REQUIRED WORK: Using the entries below, transcribe exactly the line containing "For the benchmark, mark every instance of the open" and each line that follows it to the end.

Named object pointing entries
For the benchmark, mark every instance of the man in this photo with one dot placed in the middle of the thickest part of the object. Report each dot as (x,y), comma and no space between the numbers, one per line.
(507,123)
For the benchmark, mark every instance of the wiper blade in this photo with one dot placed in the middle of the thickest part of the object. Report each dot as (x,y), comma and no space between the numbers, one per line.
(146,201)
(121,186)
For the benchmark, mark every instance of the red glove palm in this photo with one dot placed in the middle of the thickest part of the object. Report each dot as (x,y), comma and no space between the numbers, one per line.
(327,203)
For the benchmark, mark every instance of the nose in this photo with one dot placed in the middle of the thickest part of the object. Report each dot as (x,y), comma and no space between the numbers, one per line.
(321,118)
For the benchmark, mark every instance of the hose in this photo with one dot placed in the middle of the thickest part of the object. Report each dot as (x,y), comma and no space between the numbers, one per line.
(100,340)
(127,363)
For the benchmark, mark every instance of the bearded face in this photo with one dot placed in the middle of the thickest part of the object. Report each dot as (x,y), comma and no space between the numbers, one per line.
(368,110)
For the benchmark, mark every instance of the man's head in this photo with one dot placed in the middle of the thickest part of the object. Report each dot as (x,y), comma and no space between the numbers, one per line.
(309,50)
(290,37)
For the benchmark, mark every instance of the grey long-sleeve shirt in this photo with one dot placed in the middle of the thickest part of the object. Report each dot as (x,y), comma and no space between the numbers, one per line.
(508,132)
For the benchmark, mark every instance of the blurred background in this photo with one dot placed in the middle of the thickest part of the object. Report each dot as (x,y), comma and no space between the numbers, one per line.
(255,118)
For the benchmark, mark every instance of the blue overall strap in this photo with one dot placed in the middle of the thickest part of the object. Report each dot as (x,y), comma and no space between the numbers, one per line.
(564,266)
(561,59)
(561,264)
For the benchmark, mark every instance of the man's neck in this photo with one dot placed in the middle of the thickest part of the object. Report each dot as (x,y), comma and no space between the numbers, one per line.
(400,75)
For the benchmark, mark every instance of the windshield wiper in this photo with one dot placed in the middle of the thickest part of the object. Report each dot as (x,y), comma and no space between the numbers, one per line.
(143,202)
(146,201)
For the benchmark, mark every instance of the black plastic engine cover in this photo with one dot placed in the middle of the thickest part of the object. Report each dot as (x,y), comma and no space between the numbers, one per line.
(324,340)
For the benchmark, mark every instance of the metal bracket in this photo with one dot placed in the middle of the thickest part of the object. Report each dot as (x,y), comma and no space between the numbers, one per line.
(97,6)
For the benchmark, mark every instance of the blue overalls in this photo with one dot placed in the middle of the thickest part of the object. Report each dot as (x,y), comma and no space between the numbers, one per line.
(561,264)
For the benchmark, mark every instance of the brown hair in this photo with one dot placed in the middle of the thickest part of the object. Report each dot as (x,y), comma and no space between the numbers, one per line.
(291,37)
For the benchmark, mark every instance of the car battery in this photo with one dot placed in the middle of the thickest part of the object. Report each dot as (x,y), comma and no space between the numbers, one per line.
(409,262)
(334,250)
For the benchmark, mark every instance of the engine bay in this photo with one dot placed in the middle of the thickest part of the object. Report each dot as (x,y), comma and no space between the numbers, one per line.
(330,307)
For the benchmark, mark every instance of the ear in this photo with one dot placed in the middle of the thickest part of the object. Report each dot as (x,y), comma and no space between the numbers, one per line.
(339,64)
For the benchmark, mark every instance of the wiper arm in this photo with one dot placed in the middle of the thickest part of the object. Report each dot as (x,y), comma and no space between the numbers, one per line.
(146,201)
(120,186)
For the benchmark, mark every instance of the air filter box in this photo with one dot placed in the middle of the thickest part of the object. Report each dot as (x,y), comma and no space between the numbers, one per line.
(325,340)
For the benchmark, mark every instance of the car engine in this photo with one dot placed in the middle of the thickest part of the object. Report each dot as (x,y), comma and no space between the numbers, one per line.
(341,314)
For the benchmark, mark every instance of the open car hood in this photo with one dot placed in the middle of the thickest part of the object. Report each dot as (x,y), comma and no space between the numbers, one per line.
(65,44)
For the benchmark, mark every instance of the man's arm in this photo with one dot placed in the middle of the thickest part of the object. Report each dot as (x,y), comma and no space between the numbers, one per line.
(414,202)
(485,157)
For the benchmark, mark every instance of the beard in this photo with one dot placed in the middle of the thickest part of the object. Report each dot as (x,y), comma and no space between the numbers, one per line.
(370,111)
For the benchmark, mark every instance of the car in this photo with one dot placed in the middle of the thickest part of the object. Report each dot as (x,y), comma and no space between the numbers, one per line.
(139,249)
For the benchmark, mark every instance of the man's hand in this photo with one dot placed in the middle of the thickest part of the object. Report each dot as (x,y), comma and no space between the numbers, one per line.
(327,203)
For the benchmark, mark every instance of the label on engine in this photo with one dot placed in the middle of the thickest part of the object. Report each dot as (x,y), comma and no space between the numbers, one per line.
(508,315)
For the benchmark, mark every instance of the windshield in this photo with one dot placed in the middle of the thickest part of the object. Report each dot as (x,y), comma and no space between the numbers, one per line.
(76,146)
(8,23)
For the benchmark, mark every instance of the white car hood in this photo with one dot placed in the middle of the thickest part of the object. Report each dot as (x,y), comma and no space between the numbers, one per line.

EXPECTED OUTPUT:
For the benchmark, mark every instance of the open car hood in this photo with one dot placed in the middle of the thickest part of the object. Report each dot as (x,y), comma and no space between the numbers, one per line.
(65,44)
For the benchmark, mark every instance of the man's arm in this photo with one dot placed in the middle of the thickest part of the object. Report each dot as (x,y), comma and no space between the numbers, one per line.
(414,202)
(485,157)
For the benchmark, mark every instance of the beard in this photo with one dot placed in the middle of the thickest part of the object. Report each dot as (x,y), comma and no space between the numbers, one per line.
(370,111)
For the benchmark, mark every instance of the car in this photo with one dot placed in the middle of the thickest part of the object. Report each dot as (x,y), comma and no space between the numbers, one per line.
(139,249)
For the benchmark, mark every instance of the man's hand in this photo with one dot placed in the middle of the thickest part of the object. Report each dot as (x,y), comma and no space between the numbers, one per line.
(327,203)
For the benchmark, mark every instance of the label on engine in this photo with one dot placed in the middle of the thickest part of the object. Report each dot as (x,y), comma and no space between the numbers, one per line.
(508,315)
For the benchmark, mark every instance of the windshield in this photo with one dot placed in the middle of the thickest part of the object. Report each dot as (x,y), comma and no space between the numbers, one per line.
(76,146)
(8,23)
For the benchmark, mark every instance of the white car hood in this photo with one dot placed in the middle of the thickest part of the object. Report each dot as (x,y), comma and no space between the numbers, one per line.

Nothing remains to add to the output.